start

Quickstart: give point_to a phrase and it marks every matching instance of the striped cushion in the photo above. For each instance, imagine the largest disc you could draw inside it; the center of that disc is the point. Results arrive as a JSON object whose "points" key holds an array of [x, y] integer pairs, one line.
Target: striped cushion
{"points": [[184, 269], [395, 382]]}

end
start

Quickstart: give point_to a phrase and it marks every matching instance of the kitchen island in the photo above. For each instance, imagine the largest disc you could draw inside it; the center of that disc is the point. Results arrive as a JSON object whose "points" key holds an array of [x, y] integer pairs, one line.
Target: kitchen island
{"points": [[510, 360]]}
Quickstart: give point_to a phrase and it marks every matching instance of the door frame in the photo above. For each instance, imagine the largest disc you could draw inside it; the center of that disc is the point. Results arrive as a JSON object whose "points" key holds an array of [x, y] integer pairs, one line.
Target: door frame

end

Repeat the records from the line containing "of the kitchen" through the line containing "Target: door frame", both included, and nothing else.

» CORRECT ANSWER:
Quickstart: give point_to a phrase and it marks every matching instance of the kitchen island in the photo above. For each instance, imagine the largest disc you could draw inside it; the center of that disc is the point. Results arrive as a JSON object whose "points" key holds an array of [x, y] integer pairs, one line.
Target: kitchen island
{"points": [[510, 360]]}
Quickstart: give point_to a phrase and it marks every matching instance of the door frame in the photo above. For each instance, imagine the largest disc you could draw inside it; the center of that disc is the point. Results arrive as a JSON object whose "points" key holds an array of [x, y] integer pairs, one line.
Target: door frame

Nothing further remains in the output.